• [Ítems proporcionados]

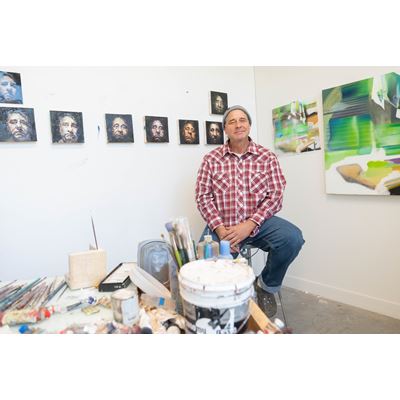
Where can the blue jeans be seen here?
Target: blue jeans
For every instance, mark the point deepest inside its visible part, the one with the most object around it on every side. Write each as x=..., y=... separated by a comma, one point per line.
x=282, y=240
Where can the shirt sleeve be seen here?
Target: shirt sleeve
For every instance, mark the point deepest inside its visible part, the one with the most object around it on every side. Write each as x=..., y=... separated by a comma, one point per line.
x=205, y=197
x=272, y=203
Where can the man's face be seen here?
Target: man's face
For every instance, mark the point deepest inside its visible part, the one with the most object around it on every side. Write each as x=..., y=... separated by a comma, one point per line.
x=189, y=133
x=68, y=129
x=214, y=132
x=8, y=88
x=18, y=126
x=157, y=130
x=219, y=104
x=119, y=128
x=237, y=125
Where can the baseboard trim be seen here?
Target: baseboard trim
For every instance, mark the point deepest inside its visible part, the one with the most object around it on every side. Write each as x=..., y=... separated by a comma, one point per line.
x=374, y=304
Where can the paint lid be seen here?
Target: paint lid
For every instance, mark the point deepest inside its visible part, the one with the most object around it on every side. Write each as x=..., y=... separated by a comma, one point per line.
x=148, y=283
x=217, y=275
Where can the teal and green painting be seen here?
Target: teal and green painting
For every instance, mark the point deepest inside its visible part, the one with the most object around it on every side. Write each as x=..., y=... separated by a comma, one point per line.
x=362, y=136
x=296, y=128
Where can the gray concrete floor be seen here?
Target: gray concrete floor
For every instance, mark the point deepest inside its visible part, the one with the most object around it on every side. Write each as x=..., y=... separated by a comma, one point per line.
x=307, y=313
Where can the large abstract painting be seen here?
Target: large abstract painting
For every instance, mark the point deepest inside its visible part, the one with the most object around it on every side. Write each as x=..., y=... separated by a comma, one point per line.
x=296, y=128
x=362, y=136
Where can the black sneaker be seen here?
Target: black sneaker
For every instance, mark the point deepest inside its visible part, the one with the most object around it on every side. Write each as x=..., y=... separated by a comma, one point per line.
x=266, y=301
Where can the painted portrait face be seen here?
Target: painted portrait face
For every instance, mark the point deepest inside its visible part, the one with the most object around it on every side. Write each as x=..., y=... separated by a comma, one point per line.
x=219, y=104
x=18, y=126
x=157, y=130
x=8, y=88
x=189, y=133
x=119, y=128
x=214, y=132
x=68, y=129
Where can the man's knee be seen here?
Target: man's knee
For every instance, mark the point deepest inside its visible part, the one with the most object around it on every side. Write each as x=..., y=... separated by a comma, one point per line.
x=295, y=238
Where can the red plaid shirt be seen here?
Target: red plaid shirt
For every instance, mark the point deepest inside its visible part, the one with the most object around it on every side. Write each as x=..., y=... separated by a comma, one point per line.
x=230, y=190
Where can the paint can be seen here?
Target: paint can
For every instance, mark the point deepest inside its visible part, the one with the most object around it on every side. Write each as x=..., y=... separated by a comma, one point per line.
x=215, y=295
x=125, y=305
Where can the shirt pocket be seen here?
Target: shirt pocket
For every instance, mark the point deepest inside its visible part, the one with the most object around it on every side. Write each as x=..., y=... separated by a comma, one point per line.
x=259, y=184
x=221, y=182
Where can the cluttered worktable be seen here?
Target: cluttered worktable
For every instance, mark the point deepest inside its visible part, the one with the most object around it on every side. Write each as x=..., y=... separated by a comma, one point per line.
x=173, y=288
x=48, y=305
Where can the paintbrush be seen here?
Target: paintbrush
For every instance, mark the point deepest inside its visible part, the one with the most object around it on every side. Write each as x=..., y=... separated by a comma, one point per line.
x=182, y=242
x=59, y=297
x=7, y=292
x=54, y=292
x=11, y=299
x=182, y=229
x=26, y=299
x=174, y=245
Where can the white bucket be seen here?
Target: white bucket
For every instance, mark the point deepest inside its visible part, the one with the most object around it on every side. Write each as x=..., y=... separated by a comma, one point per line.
x=216, y=295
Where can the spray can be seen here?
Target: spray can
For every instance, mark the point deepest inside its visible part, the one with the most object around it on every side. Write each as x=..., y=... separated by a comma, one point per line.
x=208, y=248
x=225, y=250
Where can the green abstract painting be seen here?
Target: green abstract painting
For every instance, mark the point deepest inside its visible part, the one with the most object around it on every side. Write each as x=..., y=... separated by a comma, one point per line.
x=362, y=136
x=296, y=128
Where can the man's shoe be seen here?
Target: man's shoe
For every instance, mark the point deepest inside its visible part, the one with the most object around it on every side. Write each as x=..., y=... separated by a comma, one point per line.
x=266, y=301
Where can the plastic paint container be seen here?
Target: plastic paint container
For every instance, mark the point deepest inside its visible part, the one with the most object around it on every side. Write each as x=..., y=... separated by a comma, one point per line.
x=125, y=305
x=215, y=295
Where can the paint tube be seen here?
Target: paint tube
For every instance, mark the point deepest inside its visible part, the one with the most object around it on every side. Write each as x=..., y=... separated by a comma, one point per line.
x=27, y=316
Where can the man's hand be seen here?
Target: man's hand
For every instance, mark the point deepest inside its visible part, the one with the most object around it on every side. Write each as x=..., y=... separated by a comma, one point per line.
x=236, y=234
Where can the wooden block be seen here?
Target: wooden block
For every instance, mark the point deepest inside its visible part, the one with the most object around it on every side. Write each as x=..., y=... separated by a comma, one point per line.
x=87, y=268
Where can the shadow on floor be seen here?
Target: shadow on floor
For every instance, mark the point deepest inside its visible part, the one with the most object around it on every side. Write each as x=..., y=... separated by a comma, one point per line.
x=307, y=313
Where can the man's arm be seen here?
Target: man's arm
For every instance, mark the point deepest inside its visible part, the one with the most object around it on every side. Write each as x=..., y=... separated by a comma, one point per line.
x=272, y=202
x=205, y=198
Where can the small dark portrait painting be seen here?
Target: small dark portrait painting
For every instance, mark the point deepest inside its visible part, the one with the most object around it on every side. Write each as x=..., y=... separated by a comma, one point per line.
x=10, y=87
x=214, y=133
x=156, y=129
x=66, y=127
x=219, y=103
x=119, y=128
x=189, y=131
x=17, y=125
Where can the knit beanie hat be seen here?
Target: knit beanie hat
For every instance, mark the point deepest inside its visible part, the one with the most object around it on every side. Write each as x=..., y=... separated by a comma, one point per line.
x=233, y=108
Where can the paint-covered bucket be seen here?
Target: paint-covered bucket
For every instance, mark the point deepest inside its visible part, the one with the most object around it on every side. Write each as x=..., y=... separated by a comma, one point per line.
x=215, y=295
x=125, y=305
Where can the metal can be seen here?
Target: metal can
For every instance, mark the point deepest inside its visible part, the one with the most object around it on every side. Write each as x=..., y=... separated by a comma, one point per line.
x=125, y=305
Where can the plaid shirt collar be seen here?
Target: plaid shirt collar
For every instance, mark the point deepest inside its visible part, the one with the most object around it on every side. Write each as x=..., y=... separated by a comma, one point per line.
x=252, y=148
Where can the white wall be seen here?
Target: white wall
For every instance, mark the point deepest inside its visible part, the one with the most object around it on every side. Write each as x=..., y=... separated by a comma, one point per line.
x=351, y=246
x=49, y=191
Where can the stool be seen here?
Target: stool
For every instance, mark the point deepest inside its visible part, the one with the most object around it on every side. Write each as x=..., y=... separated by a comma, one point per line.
x=245, y=252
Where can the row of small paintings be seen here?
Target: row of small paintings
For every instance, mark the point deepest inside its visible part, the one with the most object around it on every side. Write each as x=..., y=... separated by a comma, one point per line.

• [Objetivo] Reescala las coordenadas de las respuestas empezando en la línea que contiene "Where can the man's knee be seen here?" y terminando en la que contiene "x=295, y=238", ambas incluidas. Vuelve a escribir todas esas líneas sin omitir ninguna, pero multiplica cada coordenada de las respuestas por 2,55 y redondéala al entero más cercano, con las mitades hacia arriba.

• [Respuesta del ejercicio]
Where can the man's knee be seen here?
Target: man's knee
For every instance, mark the point deepest inside its visible part, the one with the most object around it on every side. Write each as x=..., y=... separated by a comma, one point per line.
x=752, y=607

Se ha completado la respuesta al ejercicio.